### EXCERPTED TEXT
BEGIN

Wednesday 19 October 2016

Pause for thought

On Sunday evening, as I was quietly reading my book, I experienced a zapping sensation in my head. A bit like when you crick your neck, but it was inside my brain. Shucks, I thought, I've got a brain tumour. Naturally, I consulted Dr. Google and it turned out I was experiencing a symptom of perimenopause. Fab. (Although, marginally better than a brain tumour, I suppose.)

Emma Clark Lam and birthday cake
In the days before I'd even heard of perimenopause!
My 43rd birthday is looming, which means ageing is on my mind at the moment. A friend of mine, Channel 4 News presenter Cathy Newman, is a big advocate for breaking the taboo associated with menopause and the various indignities that women face as we grow older and wiser. So in the spirit of sisterhood, I have decided to highlight the challenges of the dreaded 'change'.

To be honest, I didn't even know I was perimenopausal until I started joking about what I was feeling with Cathy a year or so ago.  She gleefully provided me with the label 'perimenopause', which refers to the transition we make as our bodies approach menopause (technical term for permanent infertility). Basically, during this interval of perimenopause, our ovaries are starting to cut back on oestrogen production. Depending on your own biological clock, this transition stage can go on for as long as 10 years, but on average it lasts about four years. You become officially menopausal when you have gone through 12 consecutive months without a period.


Where did Mummy go?

END

### DATA FOR ANALYSIS
BEGIN

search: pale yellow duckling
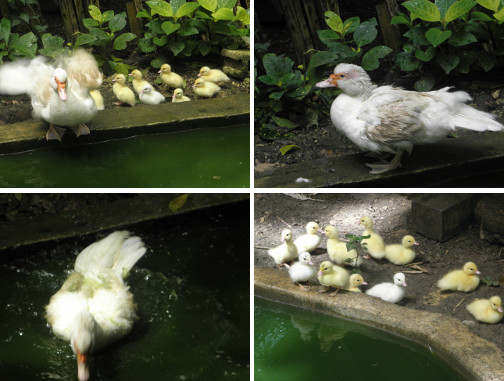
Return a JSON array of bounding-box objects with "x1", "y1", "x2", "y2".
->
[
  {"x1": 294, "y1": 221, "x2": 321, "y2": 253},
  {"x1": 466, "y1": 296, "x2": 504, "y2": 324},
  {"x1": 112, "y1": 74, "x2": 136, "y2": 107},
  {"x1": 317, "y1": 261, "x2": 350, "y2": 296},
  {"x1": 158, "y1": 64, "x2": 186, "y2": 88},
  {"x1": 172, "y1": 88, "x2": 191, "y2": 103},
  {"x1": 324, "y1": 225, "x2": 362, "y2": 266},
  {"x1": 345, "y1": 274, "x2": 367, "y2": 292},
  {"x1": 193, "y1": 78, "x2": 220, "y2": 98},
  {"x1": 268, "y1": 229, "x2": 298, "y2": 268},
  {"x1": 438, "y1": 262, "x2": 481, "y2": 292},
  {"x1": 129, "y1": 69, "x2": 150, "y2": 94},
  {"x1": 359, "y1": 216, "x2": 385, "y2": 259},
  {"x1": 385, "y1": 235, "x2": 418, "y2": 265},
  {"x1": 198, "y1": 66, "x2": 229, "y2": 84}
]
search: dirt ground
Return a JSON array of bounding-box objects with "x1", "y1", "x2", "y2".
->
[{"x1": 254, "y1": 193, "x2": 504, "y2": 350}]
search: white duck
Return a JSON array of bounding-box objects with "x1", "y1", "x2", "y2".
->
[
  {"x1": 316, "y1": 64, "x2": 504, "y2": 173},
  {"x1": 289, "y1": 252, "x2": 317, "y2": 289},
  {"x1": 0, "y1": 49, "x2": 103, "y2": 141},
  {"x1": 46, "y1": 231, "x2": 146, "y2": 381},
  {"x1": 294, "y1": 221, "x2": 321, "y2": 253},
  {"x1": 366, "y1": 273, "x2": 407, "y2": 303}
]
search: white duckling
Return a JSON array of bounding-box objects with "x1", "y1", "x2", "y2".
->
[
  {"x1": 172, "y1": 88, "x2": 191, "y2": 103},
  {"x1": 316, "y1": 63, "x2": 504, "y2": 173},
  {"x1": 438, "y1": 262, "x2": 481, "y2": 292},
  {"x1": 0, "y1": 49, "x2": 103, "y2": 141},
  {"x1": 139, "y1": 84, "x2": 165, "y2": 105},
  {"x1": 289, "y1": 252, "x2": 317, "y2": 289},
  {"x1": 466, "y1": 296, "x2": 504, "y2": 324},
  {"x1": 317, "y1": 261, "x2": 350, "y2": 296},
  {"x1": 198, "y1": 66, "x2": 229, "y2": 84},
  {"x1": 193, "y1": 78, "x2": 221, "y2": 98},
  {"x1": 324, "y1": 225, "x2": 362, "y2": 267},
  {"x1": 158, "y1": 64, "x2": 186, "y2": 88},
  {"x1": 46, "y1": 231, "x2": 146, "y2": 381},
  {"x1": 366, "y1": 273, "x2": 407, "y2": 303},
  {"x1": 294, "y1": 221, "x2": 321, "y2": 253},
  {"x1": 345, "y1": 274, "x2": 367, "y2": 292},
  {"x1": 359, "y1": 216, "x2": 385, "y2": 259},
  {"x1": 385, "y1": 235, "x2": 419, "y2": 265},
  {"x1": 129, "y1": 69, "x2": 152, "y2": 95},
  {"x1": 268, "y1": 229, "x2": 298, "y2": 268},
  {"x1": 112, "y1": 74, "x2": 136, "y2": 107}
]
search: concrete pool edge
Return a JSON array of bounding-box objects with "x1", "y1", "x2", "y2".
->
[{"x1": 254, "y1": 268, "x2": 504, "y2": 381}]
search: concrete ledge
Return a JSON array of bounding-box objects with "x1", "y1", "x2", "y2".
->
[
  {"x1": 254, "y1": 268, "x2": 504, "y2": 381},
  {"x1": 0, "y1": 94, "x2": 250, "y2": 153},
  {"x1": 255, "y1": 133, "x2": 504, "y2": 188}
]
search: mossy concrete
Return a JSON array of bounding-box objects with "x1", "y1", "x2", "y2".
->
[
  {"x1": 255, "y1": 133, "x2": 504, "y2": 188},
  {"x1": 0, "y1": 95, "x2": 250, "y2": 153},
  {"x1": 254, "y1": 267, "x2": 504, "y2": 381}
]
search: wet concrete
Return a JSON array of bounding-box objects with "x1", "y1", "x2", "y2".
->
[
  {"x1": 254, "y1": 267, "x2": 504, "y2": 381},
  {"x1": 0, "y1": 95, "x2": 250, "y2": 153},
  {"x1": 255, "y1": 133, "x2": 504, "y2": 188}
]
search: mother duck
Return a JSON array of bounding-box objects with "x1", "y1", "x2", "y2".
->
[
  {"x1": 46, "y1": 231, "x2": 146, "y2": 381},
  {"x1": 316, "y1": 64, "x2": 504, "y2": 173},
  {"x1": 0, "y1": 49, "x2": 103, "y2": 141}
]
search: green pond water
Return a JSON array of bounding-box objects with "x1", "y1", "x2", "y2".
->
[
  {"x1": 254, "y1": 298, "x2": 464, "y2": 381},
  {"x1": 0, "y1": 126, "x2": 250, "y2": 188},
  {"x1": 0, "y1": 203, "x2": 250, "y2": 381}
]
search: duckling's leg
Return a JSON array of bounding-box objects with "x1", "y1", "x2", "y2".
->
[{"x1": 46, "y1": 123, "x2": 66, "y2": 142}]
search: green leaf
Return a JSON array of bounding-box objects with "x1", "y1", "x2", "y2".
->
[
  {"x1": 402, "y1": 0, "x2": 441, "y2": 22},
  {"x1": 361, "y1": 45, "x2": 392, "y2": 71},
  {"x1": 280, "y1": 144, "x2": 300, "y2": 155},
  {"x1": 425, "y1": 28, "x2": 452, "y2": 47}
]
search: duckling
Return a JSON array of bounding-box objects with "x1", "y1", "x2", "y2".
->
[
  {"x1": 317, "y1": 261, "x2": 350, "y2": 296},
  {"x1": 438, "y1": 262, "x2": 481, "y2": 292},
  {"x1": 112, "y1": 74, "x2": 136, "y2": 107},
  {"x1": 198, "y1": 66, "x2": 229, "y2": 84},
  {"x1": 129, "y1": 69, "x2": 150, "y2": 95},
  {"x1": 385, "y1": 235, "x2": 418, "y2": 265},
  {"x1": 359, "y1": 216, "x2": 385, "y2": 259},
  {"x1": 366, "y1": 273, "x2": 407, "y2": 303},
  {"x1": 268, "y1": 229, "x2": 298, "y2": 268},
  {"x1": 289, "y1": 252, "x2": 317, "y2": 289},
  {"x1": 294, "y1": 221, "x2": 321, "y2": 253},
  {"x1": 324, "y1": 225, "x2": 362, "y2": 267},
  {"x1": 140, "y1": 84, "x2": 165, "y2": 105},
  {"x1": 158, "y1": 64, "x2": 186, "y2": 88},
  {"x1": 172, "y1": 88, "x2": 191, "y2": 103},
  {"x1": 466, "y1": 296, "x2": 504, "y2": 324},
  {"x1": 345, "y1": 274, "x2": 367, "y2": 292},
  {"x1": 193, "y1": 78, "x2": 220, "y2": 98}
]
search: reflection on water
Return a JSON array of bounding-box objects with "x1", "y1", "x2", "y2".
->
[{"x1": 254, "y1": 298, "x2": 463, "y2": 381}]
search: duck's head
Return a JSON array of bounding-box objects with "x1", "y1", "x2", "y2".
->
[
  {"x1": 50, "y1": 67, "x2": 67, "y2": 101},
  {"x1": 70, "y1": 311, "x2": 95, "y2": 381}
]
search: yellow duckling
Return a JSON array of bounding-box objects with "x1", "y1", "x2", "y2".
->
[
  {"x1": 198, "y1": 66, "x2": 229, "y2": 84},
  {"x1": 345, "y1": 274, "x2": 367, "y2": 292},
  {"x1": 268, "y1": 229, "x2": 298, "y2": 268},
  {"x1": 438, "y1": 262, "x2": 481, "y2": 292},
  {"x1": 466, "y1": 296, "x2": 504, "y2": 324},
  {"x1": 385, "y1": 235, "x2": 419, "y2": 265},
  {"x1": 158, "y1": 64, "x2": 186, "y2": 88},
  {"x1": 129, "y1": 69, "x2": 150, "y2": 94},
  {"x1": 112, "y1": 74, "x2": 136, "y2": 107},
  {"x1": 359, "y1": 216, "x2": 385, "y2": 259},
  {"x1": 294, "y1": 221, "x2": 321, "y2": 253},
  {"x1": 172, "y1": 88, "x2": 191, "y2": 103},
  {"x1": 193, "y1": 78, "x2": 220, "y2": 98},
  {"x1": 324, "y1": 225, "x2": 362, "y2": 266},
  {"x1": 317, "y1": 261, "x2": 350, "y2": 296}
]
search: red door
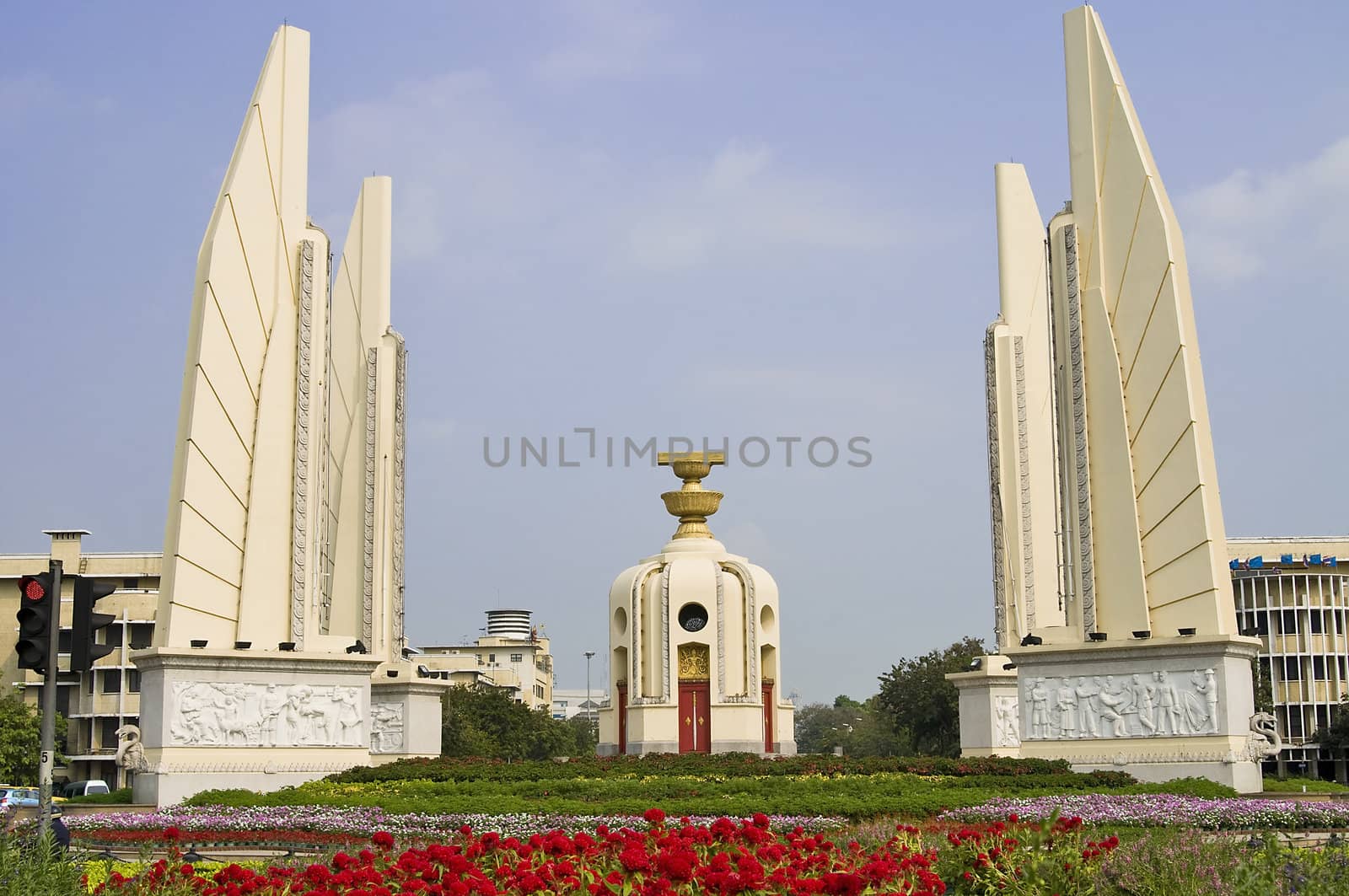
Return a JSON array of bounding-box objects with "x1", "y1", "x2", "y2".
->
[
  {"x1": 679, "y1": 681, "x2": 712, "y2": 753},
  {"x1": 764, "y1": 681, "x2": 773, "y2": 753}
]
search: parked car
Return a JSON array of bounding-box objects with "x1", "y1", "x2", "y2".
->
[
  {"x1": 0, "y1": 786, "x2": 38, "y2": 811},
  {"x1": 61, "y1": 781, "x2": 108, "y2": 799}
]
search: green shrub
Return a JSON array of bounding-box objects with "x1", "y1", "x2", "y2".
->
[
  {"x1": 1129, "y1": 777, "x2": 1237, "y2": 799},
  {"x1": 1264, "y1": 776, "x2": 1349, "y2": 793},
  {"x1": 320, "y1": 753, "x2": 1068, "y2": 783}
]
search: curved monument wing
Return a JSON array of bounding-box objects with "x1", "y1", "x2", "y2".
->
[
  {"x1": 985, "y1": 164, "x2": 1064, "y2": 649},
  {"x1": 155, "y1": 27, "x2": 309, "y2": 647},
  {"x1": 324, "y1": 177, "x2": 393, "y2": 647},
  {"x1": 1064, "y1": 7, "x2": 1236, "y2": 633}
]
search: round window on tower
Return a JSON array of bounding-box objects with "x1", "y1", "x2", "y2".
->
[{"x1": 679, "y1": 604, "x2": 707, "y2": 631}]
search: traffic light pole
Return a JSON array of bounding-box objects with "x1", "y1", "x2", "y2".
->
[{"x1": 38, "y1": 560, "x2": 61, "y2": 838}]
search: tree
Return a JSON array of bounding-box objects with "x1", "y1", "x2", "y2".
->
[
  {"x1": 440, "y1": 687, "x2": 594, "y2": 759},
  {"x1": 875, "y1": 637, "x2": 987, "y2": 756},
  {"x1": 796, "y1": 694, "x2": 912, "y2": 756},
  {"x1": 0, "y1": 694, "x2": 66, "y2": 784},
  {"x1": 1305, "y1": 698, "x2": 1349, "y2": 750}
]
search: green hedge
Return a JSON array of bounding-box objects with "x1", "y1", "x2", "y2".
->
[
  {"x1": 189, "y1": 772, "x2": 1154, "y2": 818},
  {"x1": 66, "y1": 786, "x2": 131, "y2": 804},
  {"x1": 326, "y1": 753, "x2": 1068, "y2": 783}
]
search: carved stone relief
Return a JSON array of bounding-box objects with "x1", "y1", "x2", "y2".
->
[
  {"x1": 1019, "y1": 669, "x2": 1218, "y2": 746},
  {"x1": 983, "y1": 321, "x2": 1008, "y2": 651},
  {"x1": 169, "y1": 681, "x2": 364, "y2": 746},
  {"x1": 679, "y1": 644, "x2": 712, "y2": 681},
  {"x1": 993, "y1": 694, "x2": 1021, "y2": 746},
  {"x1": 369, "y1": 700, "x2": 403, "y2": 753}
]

END

### WORK ORDER 1
List every length of time that the blog post on perimenopause gives when it explains perimenopause and menopause.
### WORK ORDER 2
Continue the blog post on perimenopause from where it stops.

### RESPONSE 1
- As long as 10 years (how long the perimenopause transition can go on)
- About four years (how long perimenopause lasts on average)
- 12 consecutive months (the time without a period after which you are officially menopausal)

### RESPONSE 2
The worst perimenopausal symptom for me is the intensification of pre-menstrual syndrome, in other words, feeling like you want to wallow in a deep hole every time you get your period. It's common to feel a bit down, or highly strung, at your time of the month, but recently I have been feeling like my whole life is a failure! Once the hormones stabilise, I bounce back - the children heave a sigh of relief - and I morph into cheerful, resilient Mummy again. 

But it does feel a smidge unfair that women have to experience these emotional rollercoasters. Ageing is bad enough, without having to undergo a personality disorder once a month. On the bright side - yay! - menopause will eventually put a stop to the hormonal big dipper. Just got to deal with the trade-off then: increasing wrinkles, weight gain, hot flushes and a diminishing appetite for sex...  Oh, joy!

It amazes me that there are so many older women out there who have gone through all this with barely a whisper of complaint. We just don't talk about it - a bit like childbirth in bygone days. Personally, I feel it would be helpful to open up about these  changes to our bodies, if only to banish the suggestion that we should feel ashamed in some way.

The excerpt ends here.